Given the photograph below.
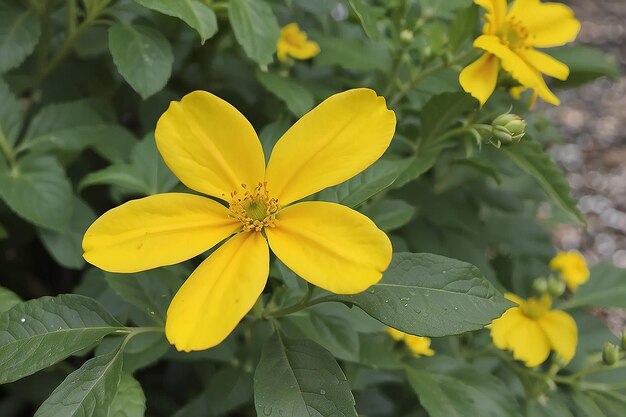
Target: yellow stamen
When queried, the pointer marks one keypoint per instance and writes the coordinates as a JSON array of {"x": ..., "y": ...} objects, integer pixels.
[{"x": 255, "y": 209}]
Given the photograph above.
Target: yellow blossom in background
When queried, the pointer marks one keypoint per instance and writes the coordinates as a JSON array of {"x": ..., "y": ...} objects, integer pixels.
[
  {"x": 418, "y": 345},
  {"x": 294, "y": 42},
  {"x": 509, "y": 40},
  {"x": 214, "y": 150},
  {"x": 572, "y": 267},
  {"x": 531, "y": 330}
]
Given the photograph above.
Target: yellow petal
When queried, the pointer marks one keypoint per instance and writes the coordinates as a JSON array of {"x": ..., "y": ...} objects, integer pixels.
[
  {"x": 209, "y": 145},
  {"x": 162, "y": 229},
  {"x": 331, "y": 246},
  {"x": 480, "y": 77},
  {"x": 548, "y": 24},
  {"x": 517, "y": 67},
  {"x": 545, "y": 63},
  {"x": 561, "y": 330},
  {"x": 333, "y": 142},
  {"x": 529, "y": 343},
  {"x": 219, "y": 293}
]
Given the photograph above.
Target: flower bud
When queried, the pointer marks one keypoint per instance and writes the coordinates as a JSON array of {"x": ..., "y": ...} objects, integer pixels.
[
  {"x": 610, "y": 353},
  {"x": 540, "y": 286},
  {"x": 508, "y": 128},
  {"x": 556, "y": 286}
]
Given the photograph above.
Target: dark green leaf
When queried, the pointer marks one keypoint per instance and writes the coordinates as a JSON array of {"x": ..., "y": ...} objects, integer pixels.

---

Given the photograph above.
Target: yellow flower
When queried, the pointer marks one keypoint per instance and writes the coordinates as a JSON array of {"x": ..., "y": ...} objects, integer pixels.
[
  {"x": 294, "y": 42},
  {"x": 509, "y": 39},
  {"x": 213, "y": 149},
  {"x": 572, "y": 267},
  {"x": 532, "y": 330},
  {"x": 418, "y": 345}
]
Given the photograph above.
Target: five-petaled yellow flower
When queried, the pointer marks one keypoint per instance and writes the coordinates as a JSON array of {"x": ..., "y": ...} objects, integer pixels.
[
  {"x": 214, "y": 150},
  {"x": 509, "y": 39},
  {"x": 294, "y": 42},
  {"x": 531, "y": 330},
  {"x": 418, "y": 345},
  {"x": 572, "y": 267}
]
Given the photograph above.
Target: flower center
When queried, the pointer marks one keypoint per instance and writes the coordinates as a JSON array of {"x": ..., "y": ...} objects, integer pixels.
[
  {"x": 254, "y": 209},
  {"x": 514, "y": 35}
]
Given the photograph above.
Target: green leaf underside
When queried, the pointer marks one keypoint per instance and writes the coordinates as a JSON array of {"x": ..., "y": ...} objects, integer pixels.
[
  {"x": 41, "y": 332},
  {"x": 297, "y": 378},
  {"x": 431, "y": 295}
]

---

▶ **WORK REQUIRED**
Within the entries, find all lines that contain "Target" and copy each one.

▶ **ANSWER SECTION**
Target: yellow stamen
Target: yellow blossom in background
Target: yellow petal
Target: flower bud
Target: dark green leaf
Target: yellow flower
Target: five-petaled yellow flower
Target: flower center
Target: green leaf underside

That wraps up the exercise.